### THE PROBLEM:
Transcribe the passage on lead poisoning in African vultures, starting at "Large-scale use of" and ending at "contaminated with lead.".

== EXCERPTED PASSAGE ==

Large-scale use of ammunition bullets for hunting in African countries has resulted in lead poisoning among endangered vultures.
A team of researchers in a study revealed, hunters' bullets containing a significant amount of lead shatter inside their prey. Vultures scavenging on these hunted carcasses in the process ingest meat contaminated with lead.
The four-year study based on tests of nearly 566 critically endangered African White-backed Vultures found that a third of them have high levels of lead in their bloodstream during the hunting season. Around 30.2 percent of birds showed elevated lead levels, and 2.3 percent indicated subclinical exposure.
“Our results support the growing body of evidence globally that suggests elevated lead levels in wild scavenging birds are associated with uptake of spent lead ammunition from hunting,” researchers maintained.
Researchers captured vultures throughout the year between 2012 and 2015, both in and out of the hunting season. Hunting season starts from April to November, and there is no hunting from December to March.

===
== RECORDED INFORMATION ==

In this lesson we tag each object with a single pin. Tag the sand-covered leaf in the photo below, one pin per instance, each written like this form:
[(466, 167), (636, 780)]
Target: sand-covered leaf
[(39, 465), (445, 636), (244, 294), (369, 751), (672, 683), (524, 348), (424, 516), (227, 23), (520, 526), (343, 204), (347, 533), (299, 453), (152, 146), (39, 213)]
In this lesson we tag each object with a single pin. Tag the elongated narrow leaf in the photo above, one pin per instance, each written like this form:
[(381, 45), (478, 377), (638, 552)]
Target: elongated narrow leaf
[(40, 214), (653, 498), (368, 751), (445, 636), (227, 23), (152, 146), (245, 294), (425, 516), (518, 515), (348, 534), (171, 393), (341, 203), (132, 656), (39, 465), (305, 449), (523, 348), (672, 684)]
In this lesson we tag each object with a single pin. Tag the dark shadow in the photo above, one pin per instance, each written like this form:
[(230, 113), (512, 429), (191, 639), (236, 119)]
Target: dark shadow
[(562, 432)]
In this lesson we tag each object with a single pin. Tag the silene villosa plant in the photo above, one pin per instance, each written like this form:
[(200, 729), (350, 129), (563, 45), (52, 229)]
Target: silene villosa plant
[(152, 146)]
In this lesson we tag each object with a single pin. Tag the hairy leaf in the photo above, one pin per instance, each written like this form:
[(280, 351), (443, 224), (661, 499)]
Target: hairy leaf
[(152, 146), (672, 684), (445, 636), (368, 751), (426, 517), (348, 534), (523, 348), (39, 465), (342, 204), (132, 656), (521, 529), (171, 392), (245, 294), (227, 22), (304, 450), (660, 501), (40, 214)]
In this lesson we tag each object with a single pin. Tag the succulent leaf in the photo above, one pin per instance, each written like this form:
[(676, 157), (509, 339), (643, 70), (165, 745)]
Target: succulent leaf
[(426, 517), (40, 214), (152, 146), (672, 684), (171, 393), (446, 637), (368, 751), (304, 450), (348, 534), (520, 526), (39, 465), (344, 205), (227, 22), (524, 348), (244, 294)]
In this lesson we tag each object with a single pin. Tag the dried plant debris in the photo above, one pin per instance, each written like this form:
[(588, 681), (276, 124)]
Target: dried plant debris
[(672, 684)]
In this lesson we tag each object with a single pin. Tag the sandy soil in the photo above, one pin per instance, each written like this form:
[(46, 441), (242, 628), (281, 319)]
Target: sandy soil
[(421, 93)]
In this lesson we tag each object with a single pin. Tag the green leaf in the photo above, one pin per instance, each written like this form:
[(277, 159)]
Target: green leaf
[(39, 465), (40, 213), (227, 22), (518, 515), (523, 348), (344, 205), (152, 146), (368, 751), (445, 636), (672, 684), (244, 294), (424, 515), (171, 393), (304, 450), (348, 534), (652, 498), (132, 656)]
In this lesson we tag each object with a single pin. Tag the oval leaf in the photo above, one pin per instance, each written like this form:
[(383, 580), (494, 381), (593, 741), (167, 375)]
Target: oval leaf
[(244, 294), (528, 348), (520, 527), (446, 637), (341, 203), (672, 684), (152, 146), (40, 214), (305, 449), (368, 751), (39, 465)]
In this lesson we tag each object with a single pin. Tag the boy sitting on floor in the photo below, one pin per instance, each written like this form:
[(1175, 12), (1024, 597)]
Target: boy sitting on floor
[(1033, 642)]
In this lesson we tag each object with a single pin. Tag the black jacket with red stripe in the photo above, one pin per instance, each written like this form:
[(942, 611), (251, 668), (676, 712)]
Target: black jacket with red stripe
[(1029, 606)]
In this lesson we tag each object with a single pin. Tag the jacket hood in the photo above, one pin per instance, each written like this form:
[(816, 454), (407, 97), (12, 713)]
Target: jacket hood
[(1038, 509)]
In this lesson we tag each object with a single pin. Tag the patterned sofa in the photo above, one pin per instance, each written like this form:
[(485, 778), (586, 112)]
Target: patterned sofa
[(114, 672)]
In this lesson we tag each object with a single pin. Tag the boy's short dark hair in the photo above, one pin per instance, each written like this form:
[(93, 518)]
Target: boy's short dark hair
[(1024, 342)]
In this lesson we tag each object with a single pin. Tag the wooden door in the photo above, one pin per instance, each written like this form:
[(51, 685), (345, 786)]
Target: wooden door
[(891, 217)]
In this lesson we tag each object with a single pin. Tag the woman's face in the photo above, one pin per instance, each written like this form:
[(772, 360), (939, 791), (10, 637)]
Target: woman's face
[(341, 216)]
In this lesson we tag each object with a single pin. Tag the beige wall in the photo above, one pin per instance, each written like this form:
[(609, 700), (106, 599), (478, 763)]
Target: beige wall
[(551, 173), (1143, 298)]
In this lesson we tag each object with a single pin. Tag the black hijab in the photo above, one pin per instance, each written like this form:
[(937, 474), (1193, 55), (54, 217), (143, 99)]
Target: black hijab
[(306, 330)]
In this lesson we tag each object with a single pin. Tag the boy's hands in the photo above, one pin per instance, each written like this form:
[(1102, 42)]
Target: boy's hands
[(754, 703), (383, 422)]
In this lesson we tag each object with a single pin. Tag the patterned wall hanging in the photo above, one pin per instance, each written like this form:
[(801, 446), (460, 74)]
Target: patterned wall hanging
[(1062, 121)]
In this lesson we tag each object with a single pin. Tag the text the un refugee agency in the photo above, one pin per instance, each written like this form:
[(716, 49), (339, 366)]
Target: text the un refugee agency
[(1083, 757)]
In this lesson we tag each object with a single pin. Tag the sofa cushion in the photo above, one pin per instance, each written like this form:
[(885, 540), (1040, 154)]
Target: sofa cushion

===

### RESPONSE TO THIS TASK:
Large-scale use of ammunition bullets for hunting in African countries has resulted in lead poisoning among endangered vultures.
A team of researchers in a study revealed, hunters' bullets containing a significant amount of lead shatter inside their prey. Vultures scavenging on these hunted carcasses in the process ingest meat contaminated with lead.